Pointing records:
• • • •

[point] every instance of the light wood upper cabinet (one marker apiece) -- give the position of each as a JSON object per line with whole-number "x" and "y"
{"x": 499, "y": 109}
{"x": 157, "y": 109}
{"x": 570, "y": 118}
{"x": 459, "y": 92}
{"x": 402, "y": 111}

• • • •

Exercise:
Once more, set down the full listing, verbatim.

Problem solution:
[point] every instance of the light wood upper cabinet (one marker apiece) -- give the position of each as a JSON object per line with whole-number "x" and "y"
{"x": 499, "y": 109}
{"x": 157, "y": 109}
{"x": 570, "y": 118}
{"x": 459, "y": 92}
{"x": 402, "y": 111}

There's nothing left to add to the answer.